Шрифт:
Интервал:
Закладка:
Чешское государство немедленно начало преследовать подписантов хартии. С января по март 1977 года Паточку регулярно допрашивали в Ружинской тюрьме. Его допросы были скорее изнурительными, чем жестокими, но они длились целыми днями и изматывали его. Гавел видел его однажды в комнате ожидания для заключенных, где их оставляли сидеть перед допросами — ритуал, призванный усилить тревогу. Паточка, казалось, совершенно не беспокоился, он говорил с ним о философии.
В тот же день, после допроса, Гавела заключили в тюрьму. Паточку освободили, но в последующие месяцы вызывали снова и снова. В конце этого периода он написал «Политическое завещание», в котором сказал: «Необходимо, чтобы люди всегда вели себя достойно, не позволяли себя запугивать и терроризировать и говорили правду». Это звучит так просто: призыв говорить о вещах как они есть, без прикрас.
Однажды в начале марта Паточку допрашивали особенно долго — одиннадцать часов. Он снова разозлил режим, связавшись с посетившим его министром иностранных дел Нидерландов Максом ван дер Стулом, чтобы заручиться его поддержкой Хартии 77. На следующий день после этого Паточка упал в обморок. Его доставили в больницу, где он умер. Это случилось 13 марта 1977 года.
На похоронах, которые прошли на Бржевновском кладбище в Праге, присутствовали тысячи людей. Власти не препятствовали их проведению, но всячески саботировали это событие. Иван Клима, присутствовавший на церемонии, вспоминает, как они послали мотоциклистов на близлежащую трассу, а сверху постоянно кружил вертолет — чтобы речи собравшихся не были слышны. Присутствующие полицейские повернулись спиной к могиле. Некоторые демонстративно фотографировали лица в толпе.

Задания к выполнению >>
a. Ответьте на вопросы по тексту о Паточке:
(i) В какой тюрьме регулярно допрашивали Паточку с января по март 1977 года?
(ii) Сколько часов длился особенно долгий допрос в начале марта?
(iii) На каком кладбище прошли похороны Паточки?
b. Перепишите из текста о Паточке фрагмент от слов «В тот же день, после» до слов «марта 1977 года.» включительно.
c. Продолжите, пожалуйста, текст о Паточке, начиная после его последнего предложения.

Раздел данных >>
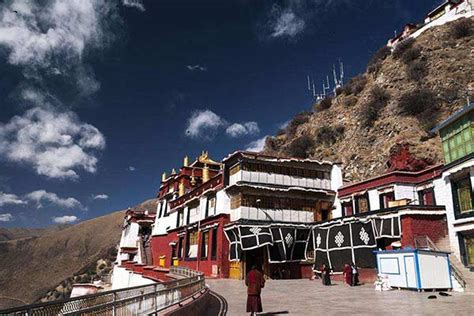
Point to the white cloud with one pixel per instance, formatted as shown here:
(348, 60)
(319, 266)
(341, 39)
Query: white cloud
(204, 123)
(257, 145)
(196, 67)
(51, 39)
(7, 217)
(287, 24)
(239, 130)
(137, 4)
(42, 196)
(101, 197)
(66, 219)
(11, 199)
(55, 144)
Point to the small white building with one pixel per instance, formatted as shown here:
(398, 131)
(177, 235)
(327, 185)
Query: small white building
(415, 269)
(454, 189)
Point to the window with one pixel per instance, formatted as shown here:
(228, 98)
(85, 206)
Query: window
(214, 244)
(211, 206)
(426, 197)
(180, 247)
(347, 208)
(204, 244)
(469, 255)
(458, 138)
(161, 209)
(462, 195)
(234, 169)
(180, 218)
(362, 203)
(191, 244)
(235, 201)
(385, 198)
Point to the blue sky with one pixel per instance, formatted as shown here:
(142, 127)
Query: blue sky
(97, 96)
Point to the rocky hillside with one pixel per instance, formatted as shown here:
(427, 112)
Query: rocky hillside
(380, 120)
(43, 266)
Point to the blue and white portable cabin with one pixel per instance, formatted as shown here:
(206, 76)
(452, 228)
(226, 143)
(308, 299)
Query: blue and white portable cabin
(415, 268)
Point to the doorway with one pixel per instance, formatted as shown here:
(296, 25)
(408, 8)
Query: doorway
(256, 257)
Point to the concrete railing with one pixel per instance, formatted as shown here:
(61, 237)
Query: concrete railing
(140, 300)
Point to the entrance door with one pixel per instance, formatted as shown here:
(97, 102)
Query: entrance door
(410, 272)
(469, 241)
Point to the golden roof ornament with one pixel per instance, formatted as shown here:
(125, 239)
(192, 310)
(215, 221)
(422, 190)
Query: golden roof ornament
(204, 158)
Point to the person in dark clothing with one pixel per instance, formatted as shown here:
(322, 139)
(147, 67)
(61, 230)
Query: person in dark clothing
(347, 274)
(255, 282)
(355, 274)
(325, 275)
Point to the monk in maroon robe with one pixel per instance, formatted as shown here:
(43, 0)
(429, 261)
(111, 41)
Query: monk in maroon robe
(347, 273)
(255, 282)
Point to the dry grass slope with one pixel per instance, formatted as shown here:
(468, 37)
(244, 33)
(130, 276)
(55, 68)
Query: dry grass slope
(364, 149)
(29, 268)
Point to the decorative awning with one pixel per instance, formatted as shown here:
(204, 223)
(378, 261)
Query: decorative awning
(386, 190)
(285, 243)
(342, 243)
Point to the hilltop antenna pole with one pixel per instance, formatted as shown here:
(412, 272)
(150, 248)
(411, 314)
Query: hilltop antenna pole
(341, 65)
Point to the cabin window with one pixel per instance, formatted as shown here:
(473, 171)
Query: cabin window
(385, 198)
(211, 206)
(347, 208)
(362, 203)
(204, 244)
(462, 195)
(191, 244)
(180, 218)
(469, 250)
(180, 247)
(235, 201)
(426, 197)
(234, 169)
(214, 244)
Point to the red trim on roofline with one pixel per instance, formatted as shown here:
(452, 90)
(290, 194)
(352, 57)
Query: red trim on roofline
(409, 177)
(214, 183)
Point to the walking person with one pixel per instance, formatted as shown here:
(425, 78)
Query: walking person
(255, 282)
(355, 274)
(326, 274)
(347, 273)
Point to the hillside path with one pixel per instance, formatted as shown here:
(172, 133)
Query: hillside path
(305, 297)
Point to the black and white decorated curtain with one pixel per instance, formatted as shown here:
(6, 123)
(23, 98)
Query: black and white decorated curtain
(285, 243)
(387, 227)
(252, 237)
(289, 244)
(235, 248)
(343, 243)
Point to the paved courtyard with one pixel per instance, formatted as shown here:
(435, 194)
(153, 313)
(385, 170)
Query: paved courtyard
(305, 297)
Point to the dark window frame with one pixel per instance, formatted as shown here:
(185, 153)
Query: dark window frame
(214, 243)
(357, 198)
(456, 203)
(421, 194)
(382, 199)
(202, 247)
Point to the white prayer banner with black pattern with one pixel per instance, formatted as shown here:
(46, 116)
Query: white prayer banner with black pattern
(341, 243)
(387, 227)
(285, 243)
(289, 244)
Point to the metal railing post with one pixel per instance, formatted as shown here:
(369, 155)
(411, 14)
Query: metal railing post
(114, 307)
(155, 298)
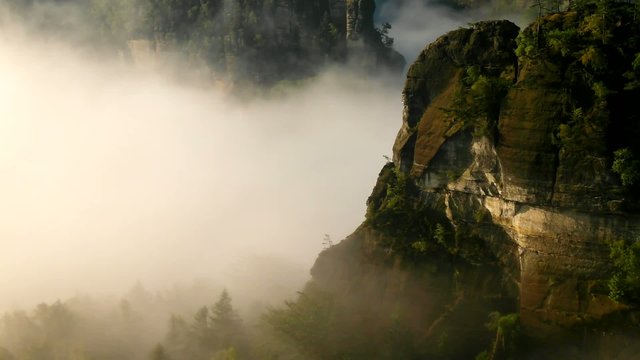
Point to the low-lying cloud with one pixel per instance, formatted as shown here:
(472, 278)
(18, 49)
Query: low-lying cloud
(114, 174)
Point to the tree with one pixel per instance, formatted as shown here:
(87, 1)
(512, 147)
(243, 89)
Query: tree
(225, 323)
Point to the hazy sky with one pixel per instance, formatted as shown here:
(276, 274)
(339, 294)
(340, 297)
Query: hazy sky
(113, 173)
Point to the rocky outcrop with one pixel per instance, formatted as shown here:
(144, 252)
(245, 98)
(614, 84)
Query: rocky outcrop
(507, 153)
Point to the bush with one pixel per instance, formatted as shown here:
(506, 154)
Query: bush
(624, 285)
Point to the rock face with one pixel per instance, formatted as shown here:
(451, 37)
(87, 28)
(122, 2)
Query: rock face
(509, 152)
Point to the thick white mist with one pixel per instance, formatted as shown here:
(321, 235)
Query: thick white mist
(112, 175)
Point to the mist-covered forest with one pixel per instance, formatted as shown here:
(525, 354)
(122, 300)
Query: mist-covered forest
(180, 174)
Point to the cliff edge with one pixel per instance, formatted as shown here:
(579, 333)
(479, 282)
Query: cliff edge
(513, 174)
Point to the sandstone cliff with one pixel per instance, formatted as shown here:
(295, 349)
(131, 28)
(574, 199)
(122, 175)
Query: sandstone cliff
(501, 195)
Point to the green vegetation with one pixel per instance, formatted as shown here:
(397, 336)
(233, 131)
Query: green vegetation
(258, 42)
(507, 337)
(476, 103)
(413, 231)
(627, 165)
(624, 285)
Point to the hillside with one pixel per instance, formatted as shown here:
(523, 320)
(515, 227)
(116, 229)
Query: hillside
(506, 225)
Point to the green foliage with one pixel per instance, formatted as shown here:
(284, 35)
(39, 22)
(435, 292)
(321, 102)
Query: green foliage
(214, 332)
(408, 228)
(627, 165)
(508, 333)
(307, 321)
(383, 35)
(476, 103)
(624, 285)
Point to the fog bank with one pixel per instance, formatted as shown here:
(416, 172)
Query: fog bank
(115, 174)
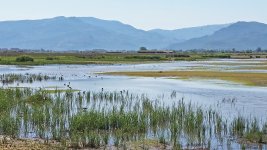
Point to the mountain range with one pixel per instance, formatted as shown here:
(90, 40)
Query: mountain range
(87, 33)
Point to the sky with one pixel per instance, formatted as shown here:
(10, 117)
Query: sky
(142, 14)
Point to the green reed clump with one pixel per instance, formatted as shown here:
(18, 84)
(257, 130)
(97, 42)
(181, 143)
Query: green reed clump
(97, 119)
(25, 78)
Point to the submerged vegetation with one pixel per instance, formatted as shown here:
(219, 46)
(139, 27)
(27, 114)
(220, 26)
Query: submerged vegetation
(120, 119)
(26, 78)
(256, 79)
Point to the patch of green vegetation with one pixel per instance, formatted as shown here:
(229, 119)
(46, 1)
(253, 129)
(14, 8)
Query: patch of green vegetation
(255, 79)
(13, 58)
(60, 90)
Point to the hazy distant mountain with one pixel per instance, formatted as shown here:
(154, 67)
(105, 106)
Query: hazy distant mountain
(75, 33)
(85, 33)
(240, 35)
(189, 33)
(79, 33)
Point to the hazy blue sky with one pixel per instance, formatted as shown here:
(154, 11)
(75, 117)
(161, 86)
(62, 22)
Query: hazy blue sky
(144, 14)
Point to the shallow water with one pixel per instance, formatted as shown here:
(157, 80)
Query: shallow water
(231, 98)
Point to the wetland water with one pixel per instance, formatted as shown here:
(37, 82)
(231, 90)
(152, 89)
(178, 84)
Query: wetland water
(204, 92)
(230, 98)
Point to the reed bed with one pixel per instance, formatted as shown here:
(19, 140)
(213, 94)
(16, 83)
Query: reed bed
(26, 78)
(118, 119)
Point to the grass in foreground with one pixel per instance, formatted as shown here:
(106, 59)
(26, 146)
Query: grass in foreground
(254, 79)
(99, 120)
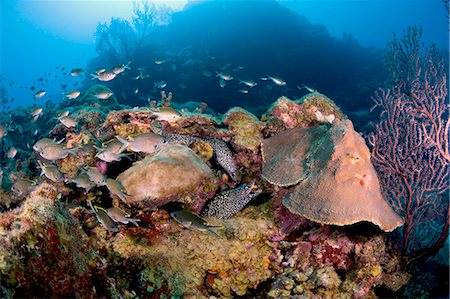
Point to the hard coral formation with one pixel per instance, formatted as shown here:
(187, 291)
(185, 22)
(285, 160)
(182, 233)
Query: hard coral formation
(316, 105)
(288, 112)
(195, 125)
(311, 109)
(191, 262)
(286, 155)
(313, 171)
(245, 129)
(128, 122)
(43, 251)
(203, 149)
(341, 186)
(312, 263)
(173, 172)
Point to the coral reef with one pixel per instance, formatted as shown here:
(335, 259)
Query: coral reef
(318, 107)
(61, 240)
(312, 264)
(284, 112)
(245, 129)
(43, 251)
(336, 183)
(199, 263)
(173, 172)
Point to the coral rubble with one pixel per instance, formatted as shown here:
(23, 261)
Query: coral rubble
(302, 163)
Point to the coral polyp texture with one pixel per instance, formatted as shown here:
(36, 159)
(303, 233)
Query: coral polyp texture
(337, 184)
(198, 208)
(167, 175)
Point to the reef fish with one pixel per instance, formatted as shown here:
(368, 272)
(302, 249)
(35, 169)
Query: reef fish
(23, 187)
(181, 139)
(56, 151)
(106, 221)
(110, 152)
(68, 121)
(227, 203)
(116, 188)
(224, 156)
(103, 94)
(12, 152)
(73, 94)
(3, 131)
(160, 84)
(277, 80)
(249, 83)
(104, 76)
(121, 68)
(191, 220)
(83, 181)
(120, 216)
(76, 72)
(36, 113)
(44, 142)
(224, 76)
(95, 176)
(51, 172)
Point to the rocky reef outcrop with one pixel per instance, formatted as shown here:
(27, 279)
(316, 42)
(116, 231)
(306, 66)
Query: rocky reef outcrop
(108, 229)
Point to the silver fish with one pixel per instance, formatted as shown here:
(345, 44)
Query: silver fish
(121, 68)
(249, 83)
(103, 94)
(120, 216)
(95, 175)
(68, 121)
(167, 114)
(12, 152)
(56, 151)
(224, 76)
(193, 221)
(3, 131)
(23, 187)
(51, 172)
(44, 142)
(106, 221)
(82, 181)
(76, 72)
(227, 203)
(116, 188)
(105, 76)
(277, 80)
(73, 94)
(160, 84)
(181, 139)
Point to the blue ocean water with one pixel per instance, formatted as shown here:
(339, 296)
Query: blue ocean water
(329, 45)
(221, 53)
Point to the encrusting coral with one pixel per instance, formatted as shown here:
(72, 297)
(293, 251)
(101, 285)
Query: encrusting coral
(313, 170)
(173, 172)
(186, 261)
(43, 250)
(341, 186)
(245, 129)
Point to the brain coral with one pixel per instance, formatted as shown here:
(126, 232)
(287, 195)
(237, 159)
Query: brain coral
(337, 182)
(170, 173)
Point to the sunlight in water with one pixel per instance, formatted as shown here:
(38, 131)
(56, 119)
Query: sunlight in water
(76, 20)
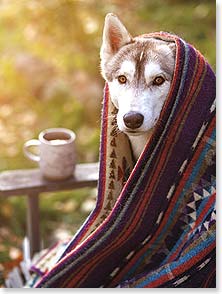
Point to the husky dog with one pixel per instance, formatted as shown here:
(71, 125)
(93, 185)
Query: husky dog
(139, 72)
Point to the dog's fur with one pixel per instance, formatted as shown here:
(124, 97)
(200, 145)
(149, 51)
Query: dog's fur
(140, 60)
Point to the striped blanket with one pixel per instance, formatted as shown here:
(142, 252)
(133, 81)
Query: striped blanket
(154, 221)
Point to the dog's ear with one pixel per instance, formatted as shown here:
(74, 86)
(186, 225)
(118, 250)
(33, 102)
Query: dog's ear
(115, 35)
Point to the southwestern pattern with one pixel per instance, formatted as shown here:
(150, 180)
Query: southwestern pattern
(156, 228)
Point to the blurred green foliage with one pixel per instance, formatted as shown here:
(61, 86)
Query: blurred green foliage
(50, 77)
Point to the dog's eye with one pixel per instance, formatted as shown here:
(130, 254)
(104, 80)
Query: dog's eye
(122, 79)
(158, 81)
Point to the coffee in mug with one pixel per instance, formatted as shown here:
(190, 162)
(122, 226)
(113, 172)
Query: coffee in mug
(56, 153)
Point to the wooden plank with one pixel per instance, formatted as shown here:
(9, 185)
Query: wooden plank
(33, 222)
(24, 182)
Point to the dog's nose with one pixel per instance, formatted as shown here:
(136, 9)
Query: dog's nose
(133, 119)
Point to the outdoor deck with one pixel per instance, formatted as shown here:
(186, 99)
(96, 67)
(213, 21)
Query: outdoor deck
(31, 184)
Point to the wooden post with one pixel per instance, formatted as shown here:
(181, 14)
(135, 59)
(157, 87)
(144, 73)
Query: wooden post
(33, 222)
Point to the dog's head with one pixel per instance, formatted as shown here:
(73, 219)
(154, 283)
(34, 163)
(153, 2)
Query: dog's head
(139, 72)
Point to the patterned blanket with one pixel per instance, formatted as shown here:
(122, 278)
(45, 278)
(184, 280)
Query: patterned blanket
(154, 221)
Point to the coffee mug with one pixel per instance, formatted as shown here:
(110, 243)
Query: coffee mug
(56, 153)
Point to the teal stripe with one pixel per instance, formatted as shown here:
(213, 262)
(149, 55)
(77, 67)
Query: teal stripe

Ответы к заданиям >>
a.
(i) В Ружинской тюрьме.
(ii) Одиннадцать часов.
(iii) На Бржевновском кладбище в Праге.

b.
В тот же день, после допроса, Гавела заключили в тюрьму. Паточку освободили, но в последующие месяцы вызывали снова и снова. В конце этого периода он написал «Политическое завещание», в котором сказал: «Необходимо, чтобы люди всегда вели себя достойно, не позволяли себя запугивать и терроризировать и говорили правду». Это звучит так просто: призыв говорить о вещах как они есть, без прикрас.
Однажды в начале марта Паточку допрашивали особенно долго — одиннадцать часов. Он снова разозлил режим, связавшись с посетившим его министром иностранных дел Нидерландов Максом ван дер Стулом, чтобы заручиться его поддержкой Хартии 77. На следующий день после этого Паточка упал в обморок. Его доставили в больницу, где он умер. Это случилось 13 марта 1977 года.

c.
За похоронами последовала еще одна из тех лихих операций по переправке архивов, которые так часто встречаются в истории феноменологии. Группа бывших студентов и коллег Паточки, возглавляемая Клаусом Нелленом и Иваном Хватиком, а также польским философом Кшиштофом Михальским, организовала для западных ученых и дипломатов тайный вывоз копий его работ из страны, забирая часть из них при каждой поездке в Прагу и обратно. Постепенно дубликаты архива собрали в Институте гуманитарных наук в Вене, а оригиналы спрятали в Праге. Память о Паточке и сегодня хранят институты в обоих городах. Один ученый, связанный с венским институтом, Поль Рикер, подытожил его наследие следующим образом: «Неустанное преследование этого человека доказывает, что в случае крайнего унижения народа философская мольба о субъектности становится единственным средством защиты гражданина от тирана».
Эта идея легла в основу знаменитого эссе Гавела 1978 года «Сила бессильных», посвященного памяти Паточки. В деспотическом государстве, писал Гавел, людей делают кооптированными тончайшими способами. Он приводит пример: директор овощного магазина получает из головного офиса предприятия табличку со стандартной надписью «Пролетарии всех стран, соединяйтесь!». Он должен повесить ее на свое окно, что и делает, хотя его ни капли не волнует ее смысл — он просто знает, что в противном случае могут возникнуть всевозможные неудобства. Клиентка, увидев объявление, тоже не задумывается об этом: у нее в кабинете все равно висит такое же. Значит ли это, что знак бессмысленный и безобидный? Нет, говорит Гавел. Каждый знак вносит свой вклад в мир, в котором независимость мышления и личная ответственность тихо съедаются. Знаки, по сути, исходят из хайдеггерианского «das Man», и они же помогают его поддерживать. По всей стране, даже в кабинетах самых высокопоставленных лиц, люди одновременно страдают от системы и цементируют ее, параллельно убеждая себя, что все это не имеет значения. Это гигантская структура недобросовестности и банальности, идущая до самого верха. Все «вовлечены и порабощены».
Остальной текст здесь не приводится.